## What is expected
Rename "Objective" to "Goal" throughout the data below, and leave every other part unchanged.

(Location identification data)
>> start
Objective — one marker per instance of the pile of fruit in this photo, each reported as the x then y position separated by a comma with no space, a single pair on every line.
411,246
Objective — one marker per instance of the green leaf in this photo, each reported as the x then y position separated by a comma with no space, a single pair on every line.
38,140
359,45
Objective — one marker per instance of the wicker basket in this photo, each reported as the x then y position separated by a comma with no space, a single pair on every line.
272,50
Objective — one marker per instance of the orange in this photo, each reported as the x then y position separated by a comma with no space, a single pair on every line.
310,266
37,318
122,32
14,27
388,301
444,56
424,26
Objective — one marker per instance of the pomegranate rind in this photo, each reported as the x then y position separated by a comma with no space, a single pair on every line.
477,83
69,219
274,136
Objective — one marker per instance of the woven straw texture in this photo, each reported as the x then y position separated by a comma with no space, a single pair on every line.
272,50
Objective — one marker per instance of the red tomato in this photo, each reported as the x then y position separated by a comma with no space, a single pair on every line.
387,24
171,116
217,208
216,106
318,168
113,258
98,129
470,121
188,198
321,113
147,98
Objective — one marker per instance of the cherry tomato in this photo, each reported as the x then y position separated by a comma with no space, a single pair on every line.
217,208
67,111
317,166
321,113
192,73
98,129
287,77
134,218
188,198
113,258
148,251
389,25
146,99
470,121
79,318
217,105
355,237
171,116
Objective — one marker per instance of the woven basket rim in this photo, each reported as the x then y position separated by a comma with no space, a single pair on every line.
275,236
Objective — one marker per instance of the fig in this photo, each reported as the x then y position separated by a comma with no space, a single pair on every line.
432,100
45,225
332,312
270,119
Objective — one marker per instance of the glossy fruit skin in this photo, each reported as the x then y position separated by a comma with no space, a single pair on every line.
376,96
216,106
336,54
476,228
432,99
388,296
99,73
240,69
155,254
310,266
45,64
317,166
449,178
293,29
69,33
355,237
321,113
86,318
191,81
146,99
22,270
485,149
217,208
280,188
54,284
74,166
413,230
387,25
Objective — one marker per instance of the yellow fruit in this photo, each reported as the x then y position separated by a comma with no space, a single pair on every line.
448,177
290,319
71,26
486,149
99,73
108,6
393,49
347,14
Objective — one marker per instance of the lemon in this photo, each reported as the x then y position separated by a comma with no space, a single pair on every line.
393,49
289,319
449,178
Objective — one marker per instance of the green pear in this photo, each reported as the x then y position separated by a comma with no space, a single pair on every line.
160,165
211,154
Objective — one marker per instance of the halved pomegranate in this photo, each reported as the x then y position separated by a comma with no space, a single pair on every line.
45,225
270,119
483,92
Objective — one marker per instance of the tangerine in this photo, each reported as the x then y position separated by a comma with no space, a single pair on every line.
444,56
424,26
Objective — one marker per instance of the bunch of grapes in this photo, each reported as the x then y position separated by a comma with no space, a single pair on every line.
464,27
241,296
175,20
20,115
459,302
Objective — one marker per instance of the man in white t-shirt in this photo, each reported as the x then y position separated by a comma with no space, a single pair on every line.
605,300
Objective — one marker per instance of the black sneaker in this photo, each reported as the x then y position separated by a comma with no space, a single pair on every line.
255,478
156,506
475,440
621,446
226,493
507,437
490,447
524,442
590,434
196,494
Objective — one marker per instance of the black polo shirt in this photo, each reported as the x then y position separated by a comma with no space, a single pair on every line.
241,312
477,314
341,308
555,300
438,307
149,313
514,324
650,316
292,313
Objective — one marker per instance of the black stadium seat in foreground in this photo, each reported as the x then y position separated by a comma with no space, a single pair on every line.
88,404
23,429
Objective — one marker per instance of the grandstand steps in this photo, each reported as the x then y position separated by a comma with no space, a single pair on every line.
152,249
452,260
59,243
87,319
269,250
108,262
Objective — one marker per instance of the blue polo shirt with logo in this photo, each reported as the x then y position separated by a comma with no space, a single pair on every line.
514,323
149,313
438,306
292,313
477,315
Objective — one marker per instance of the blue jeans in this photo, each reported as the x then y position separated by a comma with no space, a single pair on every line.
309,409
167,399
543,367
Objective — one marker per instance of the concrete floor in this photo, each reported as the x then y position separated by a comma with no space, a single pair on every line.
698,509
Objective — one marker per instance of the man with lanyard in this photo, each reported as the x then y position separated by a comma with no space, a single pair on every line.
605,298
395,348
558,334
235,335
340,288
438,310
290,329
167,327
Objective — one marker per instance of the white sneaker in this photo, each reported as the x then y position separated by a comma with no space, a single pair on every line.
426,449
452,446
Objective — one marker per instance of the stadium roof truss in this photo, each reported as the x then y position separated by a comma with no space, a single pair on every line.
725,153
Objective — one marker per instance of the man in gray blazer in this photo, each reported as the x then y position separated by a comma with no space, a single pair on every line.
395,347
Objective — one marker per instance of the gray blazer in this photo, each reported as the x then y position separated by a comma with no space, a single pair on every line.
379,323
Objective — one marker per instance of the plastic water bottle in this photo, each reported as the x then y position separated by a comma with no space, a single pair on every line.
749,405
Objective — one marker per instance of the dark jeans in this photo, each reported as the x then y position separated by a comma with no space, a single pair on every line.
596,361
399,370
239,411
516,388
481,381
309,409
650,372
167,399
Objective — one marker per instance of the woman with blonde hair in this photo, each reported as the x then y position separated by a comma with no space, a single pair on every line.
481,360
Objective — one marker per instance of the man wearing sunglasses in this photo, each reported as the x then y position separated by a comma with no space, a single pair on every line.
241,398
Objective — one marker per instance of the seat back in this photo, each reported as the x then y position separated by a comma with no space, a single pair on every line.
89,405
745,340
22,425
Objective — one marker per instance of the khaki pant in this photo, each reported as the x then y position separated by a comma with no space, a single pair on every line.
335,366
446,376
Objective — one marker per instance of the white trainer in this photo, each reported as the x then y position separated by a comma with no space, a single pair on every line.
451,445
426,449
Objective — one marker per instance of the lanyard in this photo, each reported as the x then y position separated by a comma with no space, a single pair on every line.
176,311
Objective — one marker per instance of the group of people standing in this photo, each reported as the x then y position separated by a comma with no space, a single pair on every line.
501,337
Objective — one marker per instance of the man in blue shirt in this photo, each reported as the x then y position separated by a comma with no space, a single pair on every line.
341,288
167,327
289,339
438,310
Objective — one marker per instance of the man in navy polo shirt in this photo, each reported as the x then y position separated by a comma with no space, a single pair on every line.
>> end
## Result for this exercise
Goal — one marker per instance of the pile of fruit in this photo, each reported as the x then y position separated by a comma with no space, a single pair on every line.
411,246
Goal — one marker per instance of the green leaf in this photo, each reported as the x then y position separated by a comma with no space, a single pair on every line.
38,140
359,45
Goal — one marker per instance of the wicker basket in this photo, each reported as the x then y position separated by a comma with no space, a single pair on every line.
272,50
Goal — one marker per instance of the orange in this photo, each reported as the x then y position separated by a comma with no space, a single pair on every line.
310,266
37,318
122,32
14,27
388,301
444,56
424,26
Goal — one marker per instance of the pomegranate rind in this photo, each reported as the x then y position separated by a comma with no space, a single pair on every line.
477,83
69,219
274,136
Goal — one marker per instance of the woven straw texture in this photo, each reported as the x then y position separated by a comma with no space, a single pair on every line.
272,50
Goal — one marker per instance of the red tomato in this photo, each reported as the x then y position separated by a comma with no space, a single pair on every line.
387,24
171,116
217,208
216,106
318,168
113,258
98,129
470,121
188,198
321,113
147,98
Goal — one marker per instance of the cherry tomato in this photo, each reported as the x then y position separated by a comma with no space, a single pair on every line.
217,208
67,111
317,166
321,113
192,73
98,129
287,77
134,218
188,198
113,258
148,251
389,25
146,99
470,121
79,318
217,105
355,237
171,116
Goal — one marker per instance of the woven basket rim in this photo, each reported as the x then y position separated by a comma with no space, a single pair on every line.
275,236
Goal — one marker per instance of the fig in this photo, each reported as the x then y position separated by a comma with no space, a single pair on every line.
432,100
45,225
332,312
270,119
Goal — one marker per instance of the glossy fruit skin in this photo, each reported as the x then y position separated by a comma with no space, a single pair on every line.
376,96
216,106
336,54
476,228
432,99
388,296
99,73
240,69
155,254
310,266
45,64
317,166
449,178
293,29
69,33
355,237
321,113
86,318
191,81
146,99
22,270
485,149
217,208
280,188
54,284
74,166
413,230
387,25
Goal — one marker per instance of the yellow fruit in this photo, each reported as the x then y position separated by a comma with no space, a single pair on every line.
448,177
290,319
71,26
486,149
99,73
108,6
393,49
347,14
Goal — one marker per instance of the lemon in this photo, each reported as the x then y position separated by a comma with no space, a single pair on every line.
393,49
289,319
449,178
Goal — one marker per instance of the green pear in this photo, each reported as the x then y position separated by a comma with no space, a single pair on every line.
160,165
211,154
Goal — one marker per instance of the halved pomegranate in this photo, each reported as the x then y position separated by a comma with no space, a single pair on every line.
45,225
270,119
483,92
Goal — one marker per instance of the tangerine in this photo, each reported as the x then y position separated by a comma with no space, a single pair on every line.
444,56
424,26
Goal — one marker per instance of the bunch of grapes in this photo, each reported as the x then y position separated by a comma with no space, a single pair on every line.
464,27
241,296
175,20
20,115
459,302
Goal — one marker per instance of the man in white t-shirt in this photo, each reported as the x then y position separated by a comma with no space, a single pair on every line.
605,300
Goal — one marker per instance of the black sneaker in this photo, each reported as the x then y position separated by a comma with no space, a single pair on every line.
255,478
156,506
475,440
621,446
226,493
507,437
490,447
524,442
590,434
196,494
Goal — one marker per instance of the black polo shirt in this photo, each reported as the x then y position separated by a comma with no space, a single pair on every line.
241,312
477,314
341,308
555,300
438,307
149,313
514,324
650,316
292,313
Goal — one marker per instance of the black stadium seat in foreground in this photo, each reported as the x then y position separated by a comma with no space, a single pair on every line.
88,404
23,429
Goal — one marker per instance of the grandstand steps in this photo, each reported as the x then y position separated by a comma with no space, a single pair on every line.
152,249
452,260
59,243
87,319
269,250
108,262
Goal — one marker per instance of the blue polo shirt with logo in this photo, each reported as the x then y position separated by a comma with no space, a single pair on every line.
514,323
149,313
438,306
292,313
477,315
Goal — one marker per instance of the blue jeans in this photo, each reported as the x then y position separated by a comma with no space, a single pair on every line.
309,409
167,399
543,367
Goal — one marker per instance of the concrete floor in this photo, each reported as the x then y position separated by a comma with no space, a single pair on every line.
698,509
Goal — one marker per instance of the man with lanyard in this photo, each reported as the x then y position separated by a comma with no space, a single pair on every line.
605,298
395,348
558,334
235,335
340,288
438,310
290,329
167,327
Goal — one marker per instance of the white sneaker in this photo, each reported as the x then y position separated by a comma with no space, a single pair on every line.
426,449
452,446
Goal — one marker per instance of the stadium roof truss in this photo, each reported as the x then y position separated by a comma with no space, a single pair on every line.
725,153
Goal — one marker per instance of the man in gray blazer in this photo, each reported as the x then y position separated by a comma with no space, a single pair on every line.
395,347
Goal — one marker per instance of the gray blazer in this photo, each reported as the x then y position separated by a comma with no space, a single pair on every line.
379,323
Goal — one marker per instance of the plastic water bottle in this photo, each reported as the x then y position separated by a comma with no space, a single pair on every line.
749,405
Goal — one marker per instance of the dark jeans in this photo, each reported as the x then y position separated by a comma with no space, a single pair on every line.
596,361
399,370
239,411
516,388
481,381
309,409
650,372
167,399
Goal — one marker per instance of the woman with blonde hair in this photo, each reported as the x then y position separated by a comma with no space, a single pair on every line.
481,360
Goal — one marker per instance of the man wearing sunglasses in this photo, each reported as the x then y position separated by a comma with no space, a single pair on every line.
241,398
Goal — one marker per instance of the seat back in this photo, each reported as the x then y position separated by a comma with no space, a single pair on every line.
89,405
745,340
22,425
Goal — one marker per instance of the khaki pant in this photo, each reported as the x then y position separated by a comma with no space, a single pair on every line.
335,366
446,376
Goal — one marker per instance of the white trainer in this photo, each reported as the x then y position separated by a comma with no space, a single pair on every line.
451,445
426,449
Goal — one marker per instance of the lanyard in this photo, each reported as the x then y position separated by a comma with no space, a single pair on every line.
176,311
Goal — one marker per instance of the group of people standing in this photo, each reported as the x then y position separated by a comma with no space, a single pair on every line.
501,337
Goal — one marker per instance of the man in blue shirt in this photo, each reported as the x then y position separated by a comma with no space, a single pair on every line.
341,288
167,327
289,339
438,310
Goal — one marker per instance of the man in navy polo shirt in this photo, each reported as the x then y position separated by a comma with no space, a single pair on every line.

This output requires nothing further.